>> Begin Document extract

That feeling of connection, would you say that is the number one thing you hope audiences take away from the show?
Here’s the number-one thing I hope they take away, and I say it in the introduction to each episode. It is the belief that drives everything that I do. I believe that life can and should be lived with joy every single day, and I find that joy so excessively by preparing a simple meal, sitting at a table, and sharing it with people that I love. I truly believe that everyone, regardless of experience, income, background, whatever, everyone deserves to feel that joy every day, and food is so leveling to me.
I started cooking seriously after graduating from college, and I certainly had the privilege of a roof over my head, a supportive family, and meals on the table, but I did not have much else financially coming out of college. Learning that I could cook dinner, set a table, and elevate the quality of life far beyond what I would have had access to otherwise, I love sharing that with people. I think everyone should get to sit down at the end of the day and feel like their life is something worth celebrating, and they have the ability to do that.
What has been your favorite part about filming Jonathan’s Kitchen?
One, sharing this with the people who were a part of the show. Guests, friends, family, producers, experts, people I have worked with for years—it was so special to be with them on set, develop these episodes, and talk about the stories and recipes that were going to be a part of the show. I think, if there is one moment that really stood out for me in filming as being the most special, at the end of episode three, which is an episode that I share with my parents, my husband, Jason, walks through the front door. My dad is setting the table, so he is the first person Jason comes to, and dad walks over and gives Jason a big hug. Jason then walks into the kitchen; my mom gives him a big hug and kiss. I come in from having just grilled some chicken in the backyard, and we all sit down at the table and share a meal together.
At dad’s suggestion, he brings up the wedding that we had celebrated 10 years earlier at my family’s home. For me, that was special. Not just because it is personally important, but I look at reality TV, and although it does a great job of giving so many people visibility, so often, it suggests that we get there through a lot of pain and strife. What’s special to me about this scene is that nobody had to cry, there was no confessional chair, you did not have to hear my mom and dad say, it took this, but we finally accepted them. The acceptance happens when Jason walks through the front door and gets a hug from my dad. Especially since we are in Pride Month, I think it is so important that we all know that our lives can look like that.
I am glad you talked about your parents and Jason because that was my next question. How was it inviting them into your culinary world?
It was both incredibly easy and incredibly challenging. They are my life. Jason, my husband, is the person who I share every day with. I cannot imagine talking about food for 15 minutes, or five minutes, without his name coming up because he is my everyday inspiration. He is that person who I share that meal with, and mom and dad have been here supporting me from the start. I think the challenge was coming to understand that there was a difference between the work that I do and this life that we share together. Getting myself comfortable and getting them comfortable with being on set and talking to a camera was a challenge.

>> End Document extract

*Given problem 1:*
In the interview, how many years before the episode three meal had the wedding been celebrated?
The records that follow have no connection to the interview.

>> Begin Listed records

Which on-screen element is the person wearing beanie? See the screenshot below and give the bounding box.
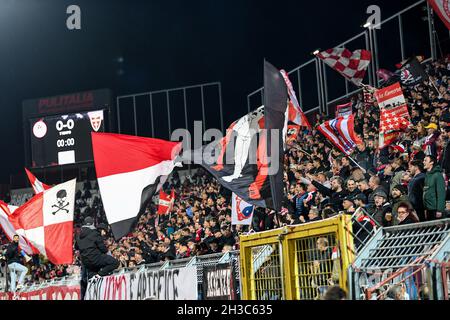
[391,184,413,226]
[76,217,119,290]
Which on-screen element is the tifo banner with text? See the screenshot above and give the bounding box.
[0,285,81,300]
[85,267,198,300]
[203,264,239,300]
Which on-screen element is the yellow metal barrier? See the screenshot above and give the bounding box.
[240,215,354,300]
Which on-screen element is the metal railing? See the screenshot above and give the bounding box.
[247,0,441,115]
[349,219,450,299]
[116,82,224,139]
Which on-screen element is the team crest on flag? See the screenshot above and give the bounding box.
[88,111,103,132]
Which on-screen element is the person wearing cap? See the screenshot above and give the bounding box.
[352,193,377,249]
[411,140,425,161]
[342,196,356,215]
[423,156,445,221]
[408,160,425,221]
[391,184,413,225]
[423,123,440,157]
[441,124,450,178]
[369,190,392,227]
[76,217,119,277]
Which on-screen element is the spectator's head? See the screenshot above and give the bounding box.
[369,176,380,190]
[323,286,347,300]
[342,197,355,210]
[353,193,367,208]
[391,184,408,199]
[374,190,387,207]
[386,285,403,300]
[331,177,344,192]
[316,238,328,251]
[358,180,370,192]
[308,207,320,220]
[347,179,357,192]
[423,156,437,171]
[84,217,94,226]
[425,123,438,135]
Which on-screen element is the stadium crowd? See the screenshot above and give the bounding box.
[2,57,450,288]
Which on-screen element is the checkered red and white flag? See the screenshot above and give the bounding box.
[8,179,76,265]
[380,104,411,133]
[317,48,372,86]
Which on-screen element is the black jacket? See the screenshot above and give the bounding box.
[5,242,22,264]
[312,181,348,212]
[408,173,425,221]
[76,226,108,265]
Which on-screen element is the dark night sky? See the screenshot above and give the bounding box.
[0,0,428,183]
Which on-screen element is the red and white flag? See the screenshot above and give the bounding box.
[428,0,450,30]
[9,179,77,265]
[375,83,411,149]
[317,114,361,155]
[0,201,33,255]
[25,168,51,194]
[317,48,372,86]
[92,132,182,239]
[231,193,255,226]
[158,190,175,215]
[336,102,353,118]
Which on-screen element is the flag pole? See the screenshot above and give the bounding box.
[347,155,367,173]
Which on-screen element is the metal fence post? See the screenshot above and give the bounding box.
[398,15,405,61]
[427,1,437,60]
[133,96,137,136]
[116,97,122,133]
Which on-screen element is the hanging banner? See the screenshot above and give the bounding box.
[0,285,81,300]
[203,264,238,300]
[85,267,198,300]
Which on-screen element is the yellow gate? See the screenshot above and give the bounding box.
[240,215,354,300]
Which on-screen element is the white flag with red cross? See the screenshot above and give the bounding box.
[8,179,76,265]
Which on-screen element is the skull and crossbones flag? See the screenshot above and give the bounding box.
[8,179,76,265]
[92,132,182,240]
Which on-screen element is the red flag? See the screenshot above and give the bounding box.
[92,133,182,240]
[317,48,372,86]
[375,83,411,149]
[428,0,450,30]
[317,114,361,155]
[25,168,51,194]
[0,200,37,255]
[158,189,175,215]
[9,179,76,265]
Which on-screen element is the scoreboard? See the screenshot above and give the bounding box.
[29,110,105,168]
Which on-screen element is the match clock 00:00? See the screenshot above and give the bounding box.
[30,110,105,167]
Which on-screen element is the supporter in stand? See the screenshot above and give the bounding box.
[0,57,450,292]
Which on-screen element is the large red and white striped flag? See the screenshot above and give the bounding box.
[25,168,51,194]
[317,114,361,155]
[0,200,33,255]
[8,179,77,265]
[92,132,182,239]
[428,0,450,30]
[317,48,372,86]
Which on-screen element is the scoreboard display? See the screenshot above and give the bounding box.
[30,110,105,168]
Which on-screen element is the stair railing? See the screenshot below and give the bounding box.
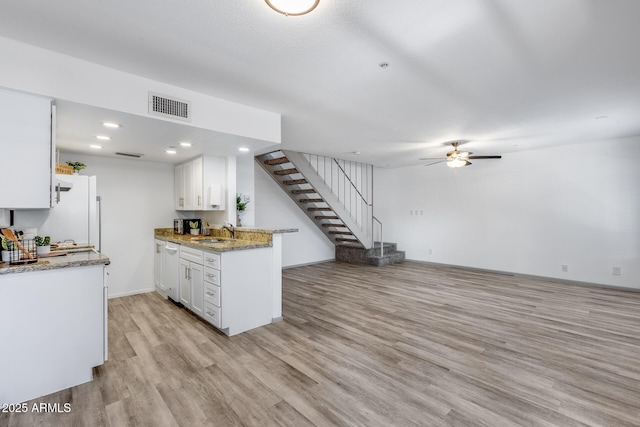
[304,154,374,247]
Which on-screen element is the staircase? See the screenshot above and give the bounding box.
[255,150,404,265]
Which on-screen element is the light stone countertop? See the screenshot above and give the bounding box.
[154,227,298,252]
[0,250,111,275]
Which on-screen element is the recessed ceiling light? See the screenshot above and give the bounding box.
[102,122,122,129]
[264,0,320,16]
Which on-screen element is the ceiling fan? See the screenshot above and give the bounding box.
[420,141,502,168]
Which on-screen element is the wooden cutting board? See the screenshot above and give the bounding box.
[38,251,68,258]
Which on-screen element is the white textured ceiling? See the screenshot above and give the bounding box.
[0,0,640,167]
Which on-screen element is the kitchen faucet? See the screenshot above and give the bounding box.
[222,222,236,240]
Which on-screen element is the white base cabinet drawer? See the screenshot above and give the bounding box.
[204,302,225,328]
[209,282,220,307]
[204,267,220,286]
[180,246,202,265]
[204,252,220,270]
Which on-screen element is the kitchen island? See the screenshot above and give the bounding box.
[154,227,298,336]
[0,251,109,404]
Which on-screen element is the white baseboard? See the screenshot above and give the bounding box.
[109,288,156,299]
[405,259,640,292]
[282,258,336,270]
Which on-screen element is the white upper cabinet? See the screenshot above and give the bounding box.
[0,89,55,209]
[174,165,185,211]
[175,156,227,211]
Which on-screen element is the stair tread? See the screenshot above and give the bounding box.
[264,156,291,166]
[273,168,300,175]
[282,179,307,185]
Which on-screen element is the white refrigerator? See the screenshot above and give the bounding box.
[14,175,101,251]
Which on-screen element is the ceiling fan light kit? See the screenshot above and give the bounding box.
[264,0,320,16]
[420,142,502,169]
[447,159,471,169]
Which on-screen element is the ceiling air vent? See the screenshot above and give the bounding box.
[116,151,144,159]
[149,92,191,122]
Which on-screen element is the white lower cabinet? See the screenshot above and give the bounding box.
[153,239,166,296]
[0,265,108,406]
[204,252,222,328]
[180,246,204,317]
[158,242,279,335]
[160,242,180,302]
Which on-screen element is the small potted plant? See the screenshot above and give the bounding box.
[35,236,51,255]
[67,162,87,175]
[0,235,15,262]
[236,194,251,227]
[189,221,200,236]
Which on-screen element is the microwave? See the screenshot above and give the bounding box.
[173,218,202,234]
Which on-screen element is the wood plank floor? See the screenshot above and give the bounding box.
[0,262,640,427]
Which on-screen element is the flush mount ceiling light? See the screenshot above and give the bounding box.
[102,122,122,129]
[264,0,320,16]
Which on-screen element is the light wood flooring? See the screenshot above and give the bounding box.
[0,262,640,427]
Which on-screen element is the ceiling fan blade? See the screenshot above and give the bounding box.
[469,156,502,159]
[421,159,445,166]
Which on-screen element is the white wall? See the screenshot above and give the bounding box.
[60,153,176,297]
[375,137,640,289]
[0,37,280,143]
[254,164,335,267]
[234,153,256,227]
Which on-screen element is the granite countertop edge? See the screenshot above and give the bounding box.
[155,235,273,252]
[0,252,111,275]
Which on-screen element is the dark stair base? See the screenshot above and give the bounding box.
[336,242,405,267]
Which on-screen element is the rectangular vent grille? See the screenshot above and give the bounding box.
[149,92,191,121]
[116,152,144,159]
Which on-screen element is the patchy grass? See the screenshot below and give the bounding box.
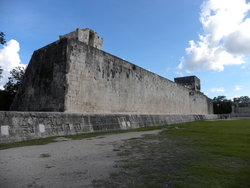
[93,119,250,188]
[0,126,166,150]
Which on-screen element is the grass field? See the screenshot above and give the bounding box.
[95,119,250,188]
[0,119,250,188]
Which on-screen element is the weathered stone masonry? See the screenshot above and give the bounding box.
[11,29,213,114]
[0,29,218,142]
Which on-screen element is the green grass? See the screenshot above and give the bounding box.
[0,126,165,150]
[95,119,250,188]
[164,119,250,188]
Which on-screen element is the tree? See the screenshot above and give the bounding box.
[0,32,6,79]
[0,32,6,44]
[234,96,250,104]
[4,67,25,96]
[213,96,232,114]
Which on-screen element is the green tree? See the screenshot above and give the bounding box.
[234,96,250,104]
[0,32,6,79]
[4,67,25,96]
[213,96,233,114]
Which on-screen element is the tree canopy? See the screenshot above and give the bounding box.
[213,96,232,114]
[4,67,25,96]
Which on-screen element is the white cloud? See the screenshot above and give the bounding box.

>> End Listed records

*Given problem 2:*
Edit the records starting at the line that contains "Which on-screen element is the ceiling fan blade?" and ending at the line that contains "[0,126,166,150]": replace "on-screen element" with "visible item" and change nothing else. Reproduce only those lines, and leave the pictures out.

*Exercise solution 1:*
10 years earlier

*Exercise solution 2:*
Which visible item is the ceiling fan blade? See the screenshot above and give the bounding box.
[469,156,502,159]
[421,159,445,166]
Which visible item is the white wall? See the screenshot above and give the bounding box.
[60,153,176,297]
[375,137,640,289]
[0,37,280,143]
[254,164,335,267]
[234,153,256,227]
Which visible item is the granite countertop edge? See the screenshot above and give the bounding box.
[155,235,273,252]
[0,252,111,275]
Which visible item is the dark stair base? See the screenshot above and give the bounding box.
[336,242,405,267]
Which visible item is the rectangular vent grille? See the screenshot above and give the bounding box.
[149,92,191,121]
[116,152,144,159]
Which visible item is the patchy grass? See the screenshot below and give the bounding box.
[93,119,250,188]
[0,126,166,150]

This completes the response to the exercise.